- [EXTRAIT PROPOSÉ]:
──────

TOP 5 des clichés de sobriété, Debunkés par une sobre
Me voilà à 978 jours de sobriété, au moment où j’écris cet article, c’est pas peu de choses, chose ! Je n’ai jamais été sobre aussi longtemps depuis mes douze ans. Et avec tout ce temps sans lendemain de brosse, vient inévitablement une sagesse et une suffisance qui m’enjoigne à cérémonieusement partager mes conseils et expériences sur ce blogue, telle une experte non-certifiée et fanfaronne.
Peu importe où je lis sur la sobriété, peu importe la plateforme où je regarde des vidéos sur la sobriété, les mêmes commentaires semblent revenir.
Folklore, mythes, idées préconçues, réalité ? Qu’est-ce qui est vrai, qu’est-ce qui l’est pas ?
On démêle ça un peu, dans ce…
TOP 5 des clichés de sobriété
1. « Tu vas remplacer par autre chose ! »
Ça, ça sort de la bouche d’un jaloux qui sous-jace le transfert de dépendance accoté.
Est-ce que ça se peut ? Oui. Est-ce inévitable, le transfert de dépendance ? Non. Il est possible d’entamer sa sobriété armé de vigilance et d’écoute de soi.
Ce que je recommande de faire est de journaler ce que vous faites dans une journée, comment vous vous êtes senti, ce que vous avez fait comme activité. L’application I Am Sober permet de le faire très simplement et c’est gratuit. Un bel outil, créé spécialement pour les nouveaux sobres, ou ceusses qui veulent s’y essayer.
En gardant conscience de ce qu’on fait ou on ne fait plus, toute différence dans notre comportement ou nouvelles habitudes (activité physique, finances, alimentation) sortant de l’ordinaire pourra être traçable, si on est honnête avec l’application, et avec soi-même.
2. « Tu vas te garrocher dans le sucre. »

──────

- [ENTRÉES RÉPERTORIÉES]:
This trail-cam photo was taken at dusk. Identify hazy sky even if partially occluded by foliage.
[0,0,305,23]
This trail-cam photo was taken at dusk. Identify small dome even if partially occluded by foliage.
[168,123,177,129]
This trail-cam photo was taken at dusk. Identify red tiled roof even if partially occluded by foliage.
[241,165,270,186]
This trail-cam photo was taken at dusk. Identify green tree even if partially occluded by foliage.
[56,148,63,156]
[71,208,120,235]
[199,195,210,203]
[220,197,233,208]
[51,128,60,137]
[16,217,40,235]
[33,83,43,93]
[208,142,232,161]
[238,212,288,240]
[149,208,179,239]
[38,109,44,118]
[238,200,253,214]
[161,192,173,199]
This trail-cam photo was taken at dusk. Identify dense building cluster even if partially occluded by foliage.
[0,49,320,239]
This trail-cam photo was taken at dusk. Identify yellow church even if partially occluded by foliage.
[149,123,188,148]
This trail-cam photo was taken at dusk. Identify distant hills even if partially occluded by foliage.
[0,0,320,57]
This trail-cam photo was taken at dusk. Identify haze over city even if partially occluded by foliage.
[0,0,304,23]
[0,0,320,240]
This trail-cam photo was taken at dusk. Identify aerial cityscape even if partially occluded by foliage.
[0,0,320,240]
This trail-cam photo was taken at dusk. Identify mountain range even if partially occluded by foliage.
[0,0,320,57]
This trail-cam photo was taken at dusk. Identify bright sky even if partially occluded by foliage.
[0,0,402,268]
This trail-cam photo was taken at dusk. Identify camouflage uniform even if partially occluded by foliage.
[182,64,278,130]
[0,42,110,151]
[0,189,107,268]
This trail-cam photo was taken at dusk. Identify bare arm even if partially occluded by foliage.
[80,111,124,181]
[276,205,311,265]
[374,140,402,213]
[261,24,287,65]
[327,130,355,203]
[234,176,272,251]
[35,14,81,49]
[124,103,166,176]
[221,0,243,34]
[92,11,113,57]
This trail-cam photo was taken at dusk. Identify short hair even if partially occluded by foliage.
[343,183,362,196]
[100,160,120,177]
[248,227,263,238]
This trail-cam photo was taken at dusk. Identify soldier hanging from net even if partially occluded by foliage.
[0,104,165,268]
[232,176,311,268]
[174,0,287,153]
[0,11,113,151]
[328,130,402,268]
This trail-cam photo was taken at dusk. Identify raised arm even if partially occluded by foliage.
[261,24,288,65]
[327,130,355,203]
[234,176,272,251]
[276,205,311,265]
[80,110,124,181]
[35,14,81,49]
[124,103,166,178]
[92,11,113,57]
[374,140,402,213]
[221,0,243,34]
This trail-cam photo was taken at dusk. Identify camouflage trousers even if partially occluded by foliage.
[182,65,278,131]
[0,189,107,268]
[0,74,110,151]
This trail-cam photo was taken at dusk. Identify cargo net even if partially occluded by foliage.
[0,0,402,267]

──────

- [CONSIGNES DE TRAVAIL]:
A - Dans le billet sur les clichés de sobriété, quelle application est recommandée pour noter le déroulement de ses journées ?
B - Rédigez la suite du billet sur les clichés de sobriété en reprenant juste après sa dernière ligne.

- [RÉPONSES AUX CONSIGNES]:
A - L'application I Am Sober, qui est gratuite.

B -
En coupant drogues et alcool, la personne dépendante se tourne irrémédiablement vers le sucre.
Est-ce que c’est vrai ? C’est possible, mais pas incontrôlable.
Pour moi qui a toujours été une personne qui ne voyait pas l’intérêt des aliments ou boissons sucrées, j’ai développé le goût du café aromatisé d’un peu de creamer à saveur de pumpkin spice et autres niaiseries. Est-ce que je me pique dans le bras avec l’usine de bonbons Mondoux™️ distillée dans une cuillère ? Non. Alors y faut pas capoter, non plus.
Si vous étiez pas terriblement sucré avant, il se peut qu’il n’y ait pas grand différence. Pour moi, de la crème à café végane aux arômes de caramel usiné, c’est pas mal le plus rock bottom que je suis allée. Mais reste que je n’avais pas le goût de ça le matin quand je buvais. Pourquoi ? Parce que le matin, quand je buvais j’étais soit terriblement lendemain de brosse et j’avais le foie qui tremblait comme une feuille en me rendant à l’école ou au travail, ou je commençais déjà à boire, avec du fort ou du vin caché dans une bouteille de jus, une gourde, un thermos. Ou les trois. Fun !
En gros, je dirais de ne pas s’inquiéter si vos habitudes alimentaires changent un peu en devenant sobre, c’est quand même tellement de changements en peu de temps, givons nous ourselves a break, en bon français ! Et tsé, mettre tout ça dans la balance : Sniffer du speed dans les toilettes du bar à 16h45 après ta huitième bière, ou manger une Oh! Henré ? Faut peser honnêtement les dommages collatéraux, tsé.
Si certes le sucre de l’alcool constitue une accoutumance qui voudra possiblement resurgir ailleurs, je m’en veux d’être Josée Lavigueur-Isabelle Huot ici, mais essayer de se garrocher sur une pomme avant des sucreries industrielles fabriquées mécaniquement. Ou si vous trippez vraiment bonbon, faites-les vous-mêmes; vous avez le temps, vous êtes sobre, calvaise ! Se gosser des Turtles™️ aux pacanes sul’ papier parchemin avec fond de musique de Noël aurait tout de même plus de cachet que la boîte qui attend de se faire acheter à rabais depuis 2017 sous les néons d’une pharmacie. Mais encore, à chacun son nanane, littéralement.
Encore une fois : mesure, vigilance, et I Am Sober aussi, pour tracker les occurrences de ces envies. Faites des liens; est-ce relié au stress ? Qu’est-ce qui se passe d’autre dans votre vie à ce moment ? Soyez votre propre psy, soyez mémère avec vous-même, mêlez-vous de ce qui vous regarde et dicte vos décisions.
3. « Tu pourras pu jamais boire de ta vie. »
Comme quoi arrêter de boire, c’est quelque chose comme une éternelle condamnation.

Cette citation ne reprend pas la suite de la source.